━━━ THE INPUT

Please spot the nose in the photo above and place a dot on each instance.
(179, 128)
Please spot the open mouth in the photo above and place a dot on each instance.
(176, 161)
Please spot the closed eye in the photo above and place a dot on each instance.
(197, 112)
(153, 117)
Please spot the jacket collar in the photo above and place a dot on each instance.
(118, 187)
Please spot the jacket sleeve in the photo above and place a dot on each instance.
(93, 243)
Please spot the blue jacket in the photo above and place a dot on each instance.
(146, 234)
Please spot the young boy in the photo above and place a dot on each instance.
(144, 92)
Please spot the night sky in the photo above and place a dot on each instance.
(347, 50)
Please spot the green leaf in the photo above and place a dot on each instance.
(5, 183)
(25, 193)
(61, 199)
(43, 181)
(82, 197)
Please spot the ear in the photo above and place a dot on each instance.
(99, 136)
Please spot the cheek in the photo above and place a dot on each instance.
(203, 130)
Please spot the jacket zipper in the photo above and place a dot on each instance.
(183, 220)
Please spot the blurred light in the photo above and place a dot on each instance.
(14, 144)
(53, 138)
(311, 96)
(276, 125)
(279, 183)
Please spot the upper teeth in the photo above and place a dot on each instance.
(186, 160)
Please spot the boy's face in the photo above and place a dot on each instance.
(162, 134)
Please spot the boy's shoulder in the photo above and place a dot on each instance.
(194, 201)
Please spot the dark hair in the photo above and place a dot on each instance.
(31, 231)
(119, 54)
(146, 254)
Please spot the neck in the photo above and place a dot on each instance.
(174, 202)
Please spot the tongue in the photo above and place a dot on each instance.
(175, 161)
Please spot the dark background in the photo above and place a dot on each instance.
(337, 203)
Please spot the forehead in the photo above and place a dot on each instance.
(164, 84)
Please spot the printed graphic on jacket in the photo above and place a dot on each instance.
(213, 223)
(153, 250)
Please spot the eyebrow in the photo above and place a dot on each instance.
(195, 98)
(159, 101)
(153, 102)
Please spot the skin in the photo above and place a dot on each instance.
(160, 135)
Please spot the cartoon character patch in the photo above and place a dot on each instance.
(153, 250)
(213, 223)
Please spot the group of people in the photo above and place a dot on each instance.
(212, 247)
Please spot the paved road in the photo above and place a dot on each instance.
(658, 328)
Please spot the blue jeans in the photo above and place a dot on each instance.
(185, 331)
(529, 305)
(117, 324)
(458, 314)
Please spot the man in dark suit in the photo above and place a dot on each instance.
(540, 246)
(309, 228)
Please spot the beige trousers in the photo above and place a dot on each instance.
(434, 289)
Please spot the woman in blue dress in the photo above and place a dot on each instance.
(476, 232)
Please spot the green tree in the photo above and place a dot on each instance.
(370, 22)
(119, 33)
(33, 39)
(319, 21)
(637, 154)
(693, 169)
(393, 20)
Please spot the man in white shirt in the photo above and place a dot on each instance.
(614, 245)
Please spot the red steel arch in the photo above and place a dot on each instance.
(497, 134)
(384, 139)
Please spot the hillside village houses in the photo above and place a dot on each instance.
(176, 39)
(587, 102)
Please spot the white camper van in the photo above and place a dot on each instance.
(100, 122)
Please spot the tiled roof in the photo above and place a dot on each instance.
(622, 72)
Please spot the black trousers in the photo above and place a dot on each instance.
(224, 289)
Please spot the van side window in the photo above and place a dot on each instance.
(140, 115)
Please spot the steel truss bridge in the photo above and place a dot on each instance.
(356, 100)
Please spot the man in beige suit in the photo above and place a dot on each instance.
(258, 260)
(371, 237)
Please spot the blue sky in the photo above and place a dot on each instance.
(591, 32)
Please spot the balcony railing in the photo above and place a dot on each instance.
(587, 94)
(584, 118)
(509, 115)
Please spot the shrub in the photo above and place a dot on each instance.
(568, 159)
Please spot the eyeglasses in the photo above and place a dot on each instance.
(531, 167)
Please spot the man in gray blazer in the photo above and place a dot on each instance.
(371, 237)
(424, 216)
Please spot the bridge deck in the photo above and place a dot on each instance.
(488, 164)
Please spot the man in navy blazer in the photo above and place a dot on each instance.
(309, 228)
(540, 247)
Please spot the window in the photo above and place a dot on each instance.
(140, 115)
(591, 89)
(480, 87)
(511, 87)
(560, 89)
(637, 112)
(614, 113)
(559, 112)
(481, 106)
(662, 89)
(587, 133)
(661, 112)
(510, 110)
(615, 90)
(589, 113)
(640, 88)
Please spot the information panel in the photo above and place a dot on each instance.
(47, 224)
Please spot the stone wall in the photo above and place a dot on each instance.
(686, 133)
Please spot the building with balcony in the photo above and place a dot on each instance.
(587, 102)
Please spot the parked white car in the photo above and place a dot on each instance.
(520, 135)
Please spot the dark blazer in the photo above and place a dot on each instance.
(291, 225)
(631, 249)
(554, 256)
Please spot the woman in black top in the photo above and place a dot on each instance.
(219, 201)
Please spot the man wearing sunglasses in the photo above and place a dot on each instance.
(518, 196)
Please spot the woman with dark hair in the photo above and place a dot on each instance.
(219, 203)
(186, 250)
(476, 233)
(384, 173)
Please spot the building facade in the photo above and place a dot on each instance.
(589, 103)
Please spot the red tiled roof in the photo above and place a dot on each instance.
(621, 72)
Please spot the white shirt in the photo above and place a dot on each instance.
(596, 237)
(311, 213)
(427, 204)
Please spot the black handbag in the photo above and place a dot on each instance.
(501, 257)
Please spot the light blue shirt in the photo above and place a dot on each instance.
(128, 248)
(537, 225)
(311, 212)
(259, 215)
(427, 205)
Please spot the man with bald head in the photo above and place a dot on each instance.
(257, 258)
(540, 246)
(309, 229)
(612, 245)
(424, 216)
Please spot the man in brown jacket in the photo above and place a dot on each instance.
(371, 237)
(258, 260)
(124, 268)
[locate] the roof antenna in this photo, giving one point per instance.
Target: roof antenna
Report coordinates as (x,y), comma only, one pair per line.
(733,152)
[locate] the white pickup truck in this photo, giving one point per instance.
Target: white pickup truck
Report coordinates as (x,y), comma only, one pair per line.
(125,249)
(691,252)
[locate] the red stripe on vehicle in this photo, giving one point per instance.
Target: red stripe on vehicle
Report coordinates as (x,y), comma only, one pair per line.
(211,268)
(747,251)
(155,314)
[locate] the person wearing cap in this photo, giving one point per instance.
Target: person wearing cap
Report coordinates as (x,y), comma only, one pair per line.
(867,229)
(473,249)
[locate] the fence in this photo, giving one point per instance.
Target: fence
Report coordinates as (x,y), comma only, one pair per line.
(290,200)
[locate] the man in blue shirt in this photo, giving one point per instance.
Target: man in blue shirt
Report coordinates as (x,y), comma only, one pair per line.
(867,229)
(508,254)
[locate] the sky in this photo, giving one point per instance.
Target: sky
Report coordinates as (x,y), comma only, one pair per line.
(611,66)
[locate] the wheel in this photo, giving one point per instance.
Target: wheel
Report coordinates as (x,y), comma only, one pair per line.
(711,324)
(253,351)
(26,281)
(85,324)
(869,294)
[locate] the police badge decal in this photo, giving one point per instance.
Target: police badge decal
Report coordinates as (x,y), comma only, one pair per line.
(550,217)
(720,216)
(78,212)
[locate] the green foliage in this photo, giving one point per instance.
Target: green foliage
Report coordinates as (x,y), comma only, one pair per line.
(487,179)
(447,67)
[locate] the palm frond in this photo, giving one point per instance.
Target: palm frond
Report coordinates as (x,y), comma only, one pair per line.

━━━━━━

**DESCRIPTION OF THE TASK**
Please rewrite all the items, swapping "each instance" for "every instance" wherever it occurs and keeping everything else the same.

**RIGHT ANSWER**
Please spot the nose in the photo above and place a dot on every instance.
(179, 128)
Please spot the open mouth in the photo above and place a dot on every instance.
(176, 161)
Please spot the closed eye in the photo above and place a dot on every instance.
(197, 112)
(153, 117)
Please spot the jacket collar in the photo above and place a dot on every instance.
(118, 187)
Please spot the jacket sleeve in the photo above and place a dot on every instance.
(93, 243)
Please spot the blue jacket in the photo above and place a dot on every instance.
(146, 234)
Please spot the young boy in the photo above and place a dot on every instance.
(144, 92)
Please spot the night sky in the photo above and place a dot on every instance.
(347, 50)
Please spot the green leaf in the photo above and place a dot on every instance.
(5, 183)
(25, 193)
(61, 199)
(43, 181)
(82, 197)
Please spot the ear in the photo above and place a dot on every instance.
(99, 136)
Please spot the cheek in the photo above and place a dot on every instance.
(203, 130)
Please spot the jacket zipper in the photo above and place a dot on every instance.
(183, 220)
Please spot the blurred light in the photo above and place a dot on every instance.
(14, 144)
(53, 138)
(311, 96)
(276, 125)
(279, 183)
Please spot the upper teeth in the photo above and place a dot on every instance.
(186, 160)
Please spot the boy's face in the photo above and place a dot on every instance.
(162, 134)
Please spot the boy's shoulder in the photo above and place a dot on every instance.
(194, 201)
Please spot the dark hair in the photo above and place a dot on every instance.
(31, 231)
(119, 54)
(146, 254)
Please spot the neck in the photo above and place a dot on every instance.
(174, 202)
Please spot the tongue in the photo above and place a dot on every instance.
(175, 161)
Please spot the dark background in the photo above and place a dot on every instance.
(337, 203)
Please spot the forehead in the photo above and place a dot on every instance.
(164, 84)
Please spot the printed graphic on jacket in the photo above and place a dot on every instance.
(213, 223)
(153, 250)
Please spot the eyebrow in the photo above and place a dot on every instance.
(195, 98)
(159, 101)
(153, 102)
Please spot the skin in the photo above and place a dot on every instance.
(160, 135)
Please spot the cartoon character patch in the photo above and place a dot on every instance.
(153, 250)
(213, 223)
Please spot the group of people in the photo above and place a dot on every instance.
(212, 247)
Please spot the paved road in the photo above and place a dot on every instance.
(658, 328)
Please spot the blue jeans in the photo above and place a dot on every instance.
(185, 331)
(529, 305)
(117, 324)
(458, 314)
Please spot the man in dark suit in the photo above and place a dot on every instance.
(540, 246)
(309, 228)
Please spot the beige trousers in the photo above and place a dot on every instance.
(434, 289)
Please spot the woman in blue dress in the photo above and place a dot on every instance.
(476, 232)
Please spot the green tree in the photo above and place a dot on every instance.
(370, 22)
(119, 33)
(33, 39)
(319, 21)
(637, 154)
(693, 169)
(393, 20)
Please spot the man in white shirt in the photo above and place a dot on every instance.
(614, 245)
Please spot the red steel arch in the photo above and place a dot on every instance.
(497, 134)
(384, 139)
Please spot the hillside village houses in the photo above and place a dot on every instance.
(176, 39)
(587, 102)
Please spot the white camper van in the photo above and place a dot on every instance.
(100, 122)
Please spot the tiled roof in the photo above and place a dot on every instance.
(622, 72)
Please spot the black trousers in the photo above and place a dot on every instance.
(224, 289)
Please spot the van side window in the photo above and place a dot on every instance.
(140, 115)
Please spot the steel truss bridge in the photo above and place a dot on every instance.
(356, 100)
Please spot the man in beige suit in the photo above and place a dot on every instance.
(258, 260)
(371, 237)
Please spot the blue sky in the photo above and place a dot on every instance.
(591, 32)
Please spot the balcony railing in the photo above and place a dot on every instance.
(587, 94)
(584, 118)
(509, 115)
Please spot the shrub in the photo above and place a dot on every instance.
(568, 159)
Please spot the eyeglasses in the photo above and place a dot on every instance.
(531, 167)
Please spot the man in gray blazer in the photo above and place a dot on every instance.
(371, 237)
(424, 216)
Please spot the bridge deck in the photo above and place a dot on every instance.
(488, 164)
Please spot the man in navy blazer in the photo above and place a dot on every instance.
(309, 228)
(540, 247)
Please spot the window in the photo above and place a dot on every instance.
(140, 115)
(591, 89)
(480, 87)
(511, 87)
(560, 89)
(637, 112)
(614, 113)
(559, 112)
(481, 106)
(662, 89)
(587, 133)
(661, 112)
(510, 110)
(615, 90)
(589, 113)
(640, 88)
Please spot the information panel in the photo above and place a dot on every instance.
(47, 224)
Please spot the stone wall in the photo above and place a dot on every instance.
(686, 133)
Please spot the building with balcony in the photo above and place a dot on every instance.
(587, 102)
Please spot the parked white car in the photo above and place a dot on every instance.
(520, 135)
Please spot the dark blazer in the photo above and place a dot on every instance.
(291, 225)
(631, 249)
(554, 256)
Please spot the woman in black top in the photo above and place a dot on every instance.
(219, 201)
Please spot the man wearing sunglasses in the photo above and place a dot on every instance.
(518, 196)
Please spot the woman with dark hair in the photo above and place a dot on every instance.
(219, 203)
(186, 250)
(476, 233)
(384, 173)
Please spot the building facade in the photo above and place a dot on every instance.
(589, 103)
Please spot the red tiled roof in the photo above and place a dot on every instance.
(621, 72)
Please spot the white shirt in the photo above and place a dot on every instance.
(596, 237)
(311, 213)
(427, 204)
Please spot the black handbag in the photo above and place a dot on every instance.
(501, 257)
Please spot the light blue shirt in the photo above and place a dot on every instance.
(128, 248)
(537, 225)
(311, 212)
(259, 215)
(427, 205)
Please spot the man with bald head in the photo above and place a dot on every instance.
(257, 258)
(540, 246)
(309, 229)
(612, 245)
(424, 216)
Please spot the man in brown jacket in the photo above and place a dot on every instance.
(371, 237)
(258, 260)
(124, 268)
[locate] the roof antenna in this photo, giving one point per instance.
Target: roof antenna
Report coordinates as (x,y), comma only, one pair per line.
(733,152)
[locate] the white pickup truck in this photo, giving one point per instance.
Target: white pickup truck
Report coordinates as (x,y), comma only, one pair per line.
(125,249)
(691,252)
[locate] the red stripe on vehicle in this photo, giving one point per instance.
Target: red stripe on vehicle
Report coordinates as (x,y), comma only, one pair per line.
(211,268)
(747,251)
(155,314)
[locate] the person wearing cap in this photo, giving one point per instance.
Target: person wearing cap
Report coordinates as (x,y), comma only, one pair per line.
(867,229)
(473,249)
[locate] the fence in this photo, giving one point per instance.
Target: fence
Report coordinates as (x,y), comma only, one pair per line.
(290,200)
[locate] the man in blue shirt in this photo, giving one point per instance.
Target: man in blue shirt
Report coordinates as (x,y), comma only, one pair per line.
(867,229)
(508,254)
[locate] the sky in this photo, giving one point per instance.
Target: sky
Report coordinates as (x,y), comma only, one pair per line.
(611,66)
[locate] the wheel in this photo, giving one point per instance.
Target: wheel
Report coordinates as (x,y), comma only, one pair per line.
(711,324)
(253,351)
(26,281)
(85,324)
(869,294)
[locate] the police badge decal in this photo, giving one point per instance.
Target: police badge decal
Report coordinates as (x,y), comma only, one pair per line.
(550,217)
(720,216)
(78,212)
[locate] the green foliage in this photo, giving one point per instance.
Target: green foliage
Report coordinates as (x,y), comma only, one pair per line.
(487,179)
(447,67)
[locate] the palm frond in this photo, giving one point per instance.
Target: palm frond
Report coordinates as (x,y), comma only, one pair per line.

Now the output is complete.